↓

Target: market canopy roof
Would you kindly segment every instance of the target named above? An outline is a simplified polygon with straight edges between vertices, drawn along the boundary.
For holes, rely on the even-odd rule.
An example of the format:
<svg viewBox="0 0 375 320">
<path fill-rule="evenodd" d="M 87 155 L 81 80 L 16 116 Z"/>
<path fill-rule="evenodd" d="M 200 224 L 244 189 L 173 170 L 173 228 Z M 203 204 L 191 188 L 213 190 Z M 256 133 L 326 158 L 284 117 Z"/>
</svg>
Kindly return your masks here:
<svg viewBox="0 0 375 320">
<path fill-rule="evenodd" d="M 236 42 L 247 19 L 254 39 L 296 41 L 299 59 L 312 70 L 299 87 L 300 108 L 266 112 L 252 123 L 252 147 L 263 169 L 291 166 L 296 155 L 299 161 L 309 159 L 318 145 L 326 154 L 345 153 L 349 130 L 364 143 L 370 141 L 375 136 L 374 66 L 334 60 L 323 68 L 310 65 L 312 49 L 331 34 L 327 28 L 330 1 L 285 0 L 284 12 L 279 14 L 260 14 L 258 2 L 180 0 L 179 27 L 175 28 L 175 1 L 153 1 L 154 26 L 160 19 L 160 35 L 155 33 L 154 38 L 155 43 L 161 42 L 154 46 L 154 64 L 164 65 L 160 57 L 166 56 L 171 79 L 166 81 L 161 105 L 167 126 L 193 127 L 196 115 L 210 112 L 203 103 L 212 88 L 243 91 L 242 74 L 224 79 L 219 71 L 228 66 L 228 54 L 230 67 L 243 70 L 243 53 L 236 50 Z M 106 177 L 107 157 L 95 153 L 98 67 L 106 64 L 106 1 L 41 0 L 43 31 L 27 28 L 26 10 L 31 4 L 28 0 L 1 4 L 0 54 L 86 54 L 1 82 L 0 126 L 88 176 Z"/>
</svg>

↑

The full set of records above is to be printed again verbatim.

REPLY TO THE EXERCISE:
Target: market canopy roof
Would you kindly segment every instance of the target named above? An outline is a simplified polygon with straight edges between vertices, drawn along the boundary.
For holes, rely on the even-odd rule.
An example of the format:
<svg viewBox="0 0 375 320">
<path fill-rule="evenodd" d="M 87 155 L 81 80 L 16 116 Z"/>
<path fill-rule="evenodd" d="M 200 224 L 244 189 L 173 170 L 173 228 Z M 203 204 L 191 188 L 213 190 Z M 256 133 L 326 158 L 284 117 Z"/>
</svg>
Kindly return your masks here:
<svg viewBox="0 0 375 320">
<path fill-rule="evenodd" d="M 236 42 L 247 19 L 254 39 L 296 41 L 299 59 L 312 70 L 299 87 L 300 108 L 266 112 L 252 123 L 252 147 L 263 169 L 291 166 L 296 155 L 299 161 L 309 159 L 318 145 L 326 154 L 345 153 L 349 130 L 364 143 L 370 141 L 375 136 L 374 66 L 334 60 L 323 68 L 310 65 L 312 49 L 331 34 L 327 28 L 330 1 L 285 0 L 284 12 L 279 14 L 260 14 L 258 2 L 180 0 L 179 27 L 175 28 L 175 1 L 153 1 L 154 26 L 160 19 L 160 35 L 155 33 L 154 38 L 155 43 L 161 42 L 154 46 L 154 64 L 164 65 L 160 57 L 166 56 L 171 79 L 166 81 L 161 105 L 167 126 L 193 127 L 196 115 L 210 112 L 203 103 L 212 88 L 243 91 L 242 74 L 224 79 L 219 71 L 228 66 L 228 54 L 230 67 L 243 70 L 243 53 L 236 50 Z M 106 177 L 107 157 L 95 153 L 98 67 L 106 64 L 106 1 L 41 0 L 43 31 L 27 28 L 26 10 L 31 4 L 28 0 L 1 4 L 0 54 L 86 54 L 1 82 L 0 126 L 88 176 Z"/>
</svg>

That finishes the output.